==== LISTED RECORDS

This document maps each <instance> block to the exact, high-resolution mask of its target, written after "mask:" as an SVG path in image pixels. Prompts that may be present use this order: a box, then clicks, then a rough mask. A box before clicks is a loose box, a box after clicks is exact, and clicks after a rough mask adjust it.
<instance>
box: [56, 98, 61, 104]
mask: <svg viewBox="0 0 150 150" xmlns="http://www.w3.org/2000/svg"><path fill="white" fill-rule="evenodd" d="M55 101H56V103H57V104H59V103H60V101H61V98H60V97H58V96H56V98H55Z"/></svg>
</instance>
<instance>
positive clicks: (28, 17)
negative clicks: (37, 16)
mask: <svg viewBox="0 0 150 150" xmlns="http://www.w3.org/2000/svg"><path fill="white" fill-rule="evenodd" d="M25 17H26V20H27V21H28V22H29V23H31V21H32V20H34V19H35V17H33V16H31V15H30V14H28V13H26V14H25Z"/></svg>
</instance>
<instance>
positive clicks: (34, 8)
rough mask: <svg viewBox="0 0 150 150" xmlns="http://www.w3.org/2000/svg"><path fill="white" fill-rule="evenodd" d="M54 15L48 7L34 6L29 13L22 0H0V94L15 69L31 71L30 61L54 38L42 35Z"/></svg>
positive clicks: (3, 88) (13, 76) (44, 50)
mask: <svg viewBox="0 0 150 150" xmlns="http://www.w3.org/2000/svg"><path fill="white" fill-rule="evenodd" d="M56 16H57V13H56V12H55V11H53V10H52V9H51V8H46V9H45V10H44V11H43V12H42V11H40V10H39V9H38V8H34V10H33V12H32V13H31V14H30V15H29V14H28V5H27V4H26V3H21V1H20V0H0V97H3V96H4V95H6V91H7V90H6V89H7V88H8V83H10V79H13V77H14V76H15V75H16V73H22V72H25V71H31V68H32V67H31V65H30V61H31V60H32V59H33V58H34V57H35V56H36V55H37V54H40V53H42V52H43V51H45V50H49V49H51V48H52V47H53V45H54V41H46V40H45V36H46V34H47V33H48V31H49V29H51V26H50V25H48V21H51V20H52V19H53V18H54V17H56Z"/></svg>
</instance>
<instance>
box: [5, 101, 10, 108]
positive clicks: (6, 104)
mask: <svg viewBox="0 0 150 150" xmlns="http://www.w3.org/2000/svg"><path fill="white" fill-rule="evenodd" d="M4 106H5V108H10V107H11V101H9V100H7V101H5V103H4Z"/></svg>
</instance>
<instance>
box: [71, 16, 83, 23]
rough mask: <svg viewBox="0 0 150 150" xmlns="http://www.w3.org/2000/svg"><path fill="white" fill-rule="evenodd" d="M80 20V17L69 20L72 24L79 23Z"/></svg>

========

**GOAL OF THE EXERCISE:** From the data above, reproduce word for word the lines running from the line with "negative clicks: (37, 16)" to the line with "15L48 7L34 6L29", ends included.

**EXERCISE RESPONSE:**
negative clicks: (37, 16)
mask: <svg viewBox="0 0 150 150" xmlns="http://www.w3.org/2000/svg"><path fill="white" fill-rule="evenodd" d="M25 17H26V20H27V21H28V22H29V23H31V21H32V20H34V19H35V17H33V16H31V15H30V14H28V13H26V14H25Z"/></svg>
</instance>
<instance>
positive clicks: (34, 8)
rough mask: <svg viewBox="0 0 150 150" xmlns="http://www.w3.org/2000/svg"><path fill="white" fill-rule="evenodd" d="M54 15L48 7L34 6L29 13L22 0H0V94L15 69L31 71L30 61L54 38L42 35Z"/></svg>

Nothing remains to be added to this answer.